[Stored data entries]
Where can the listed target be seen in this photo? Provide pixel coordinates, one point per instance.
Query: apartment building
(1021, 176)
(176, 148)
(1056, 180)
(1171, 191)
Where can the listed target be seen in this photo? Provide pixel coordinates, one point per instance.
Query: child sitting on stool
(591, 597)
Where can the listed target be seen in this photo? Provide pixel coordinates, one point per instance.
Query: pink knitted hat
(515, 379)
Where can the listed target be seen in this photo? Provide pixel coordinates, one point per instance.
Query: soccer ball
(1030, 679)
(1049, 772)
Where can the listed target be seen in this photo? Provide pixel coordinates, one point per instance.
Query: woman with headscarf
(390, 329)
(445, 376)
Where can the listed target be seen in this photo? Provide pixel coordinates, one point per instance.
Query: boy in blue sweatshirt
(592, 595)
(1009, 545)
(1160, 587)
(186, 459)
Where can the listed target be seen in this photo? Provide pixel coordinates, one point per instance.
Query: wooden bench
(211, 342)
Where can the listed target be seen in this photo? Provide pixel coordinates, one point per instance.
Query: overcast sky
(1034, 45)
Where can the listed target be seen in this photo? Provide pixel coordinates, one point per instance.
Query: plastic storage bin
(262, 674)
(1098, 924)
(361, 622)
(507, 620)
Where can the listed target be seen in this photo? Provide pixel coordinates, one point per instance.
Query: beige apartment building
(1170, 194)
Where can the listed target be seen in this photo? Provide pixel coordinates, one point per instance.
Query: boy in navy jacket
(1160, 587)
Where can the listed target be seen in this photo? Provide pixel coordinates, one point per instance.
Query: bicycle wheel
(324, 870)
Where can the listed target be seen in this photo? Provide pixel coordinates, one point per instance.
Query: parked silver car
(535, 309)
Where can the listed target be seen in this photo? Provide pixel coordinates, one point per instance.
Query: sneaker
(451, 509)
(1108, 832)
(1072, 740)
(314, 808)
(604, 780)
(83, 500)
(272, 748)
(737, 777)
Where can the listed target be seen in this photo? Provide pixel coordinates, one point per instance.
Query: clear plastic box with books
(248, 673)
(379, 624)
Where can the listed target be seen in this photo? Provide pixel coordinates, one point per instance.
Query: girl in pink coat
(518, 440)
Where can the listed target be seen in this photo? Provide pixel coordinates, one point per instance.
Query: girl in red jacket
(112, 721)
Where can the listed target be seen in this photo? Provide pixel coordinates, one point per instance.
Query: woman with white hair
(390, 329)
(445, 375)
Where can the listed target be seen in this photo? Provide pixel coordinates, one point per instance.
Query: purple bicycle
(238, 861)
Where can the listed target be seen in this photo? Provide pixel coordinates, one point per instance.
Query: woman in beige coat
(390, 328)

**SET PROBLEM**
The entries above must be returned exactly.

**RESPONSE TO THIS EXERCISE**
Where can the listed target be seen in this photo? Provide pixel coordinates, one point per instance.
Query: apartment building
(1021, 176)
(176, 148)
(1056, 180)
(1171, 191)
Where can the listed target be seen in this photo? Provide pixel coordinates, one point per instance.
Query: child sitting on stool
(591, 597)
Where can the listed target be seen in this photo? Provide pixel coordinates, one point per instance.
Query: pink knitted hat
(515, 379)
Where can the listed target be seen in this photo? Provide pixel coordinates, one point per instance.
Query: soccer ball
(1030, 679)
(1049, 772)
Where can the listed target be seen in this photo? Provide pixel coordinates, one point per instance.
Query: woman with headscarf
(390, 329)
(445, 376)
Where can the listed target be seen in this photo? Provide pixel coordinates, one point per instance.
Query: boy in blue sweatshirt
(592, 595)
(1009, 545)
(1160, 587)
(186, 459)
Where can the listed target be seen in this photo? Provide pixel coordinates, one point per instance.
Query: wooden bench
(211, 342)
Where can the listed target be seen in this photo? Provide pixel coordinates, one point per instance.
Query: overcast sky
(1034, 45)
Where can the listed target be seen in this photo? Provide pixel coordinates, one point per instance.
Query: plastic storage bin
(262, 674)
(1098, 924)
(361, 622)
(507, 620)
Where can the listed target be seen in this photo? Provide pixel coordinates, one point per instance.
Query: beige apartment building
(1170, 194)
Where can the listed target be seen in this photo? Provide pixel coordinates, one point per instance.
Query: boy in navy jacket
(1160, 587)
Where can the listed target be seen in this photo? Provide pixel coordinates, one point per instance.
Query: bicycle wheel
(324, 870)
Where can the listed target be seen in this photo? Provide pixel coordinates, one point per instance.
Query: parked silver car
(535, 309)
Where can the listed target be seen in this photo? Provide pixel coordinates, one point per instance.
Query: sneaker
(451, 509)
(1108, 832)
(1072, 740)
(314, 808)
(604, 780)
(83, 500)
(272, 748)
(737, 777)
Where can the listed target be seen in this photo? Provide pixel coordinates, one point per instance.
Query: clear plastic box with books
(248, 673)
(379, 624)
Where can the listed target be seen in this photo? Provide pixel coordinates, one point per instance.
Query: girl in pink coat
(518, 440)
Where can the listed target be seen in this photo? Provide pixel coordinates, one point per instance.
Query: girl in red jacket
(112, 721)
Where can the listed target be seen in this photo? Provide pixel coordinates, one point per instance.
Query: woman with white hair
(390, 329)
(445, 375)
Where can the listed target be seen in this photo? Provide pixel coordinates, one point per instance.
Query: purple bicycle
(238, 861)
Where can the listed target be seen in this photo? Provide pixel coordinates, one point per instance.
Query: woman in beige coat
(390, 328)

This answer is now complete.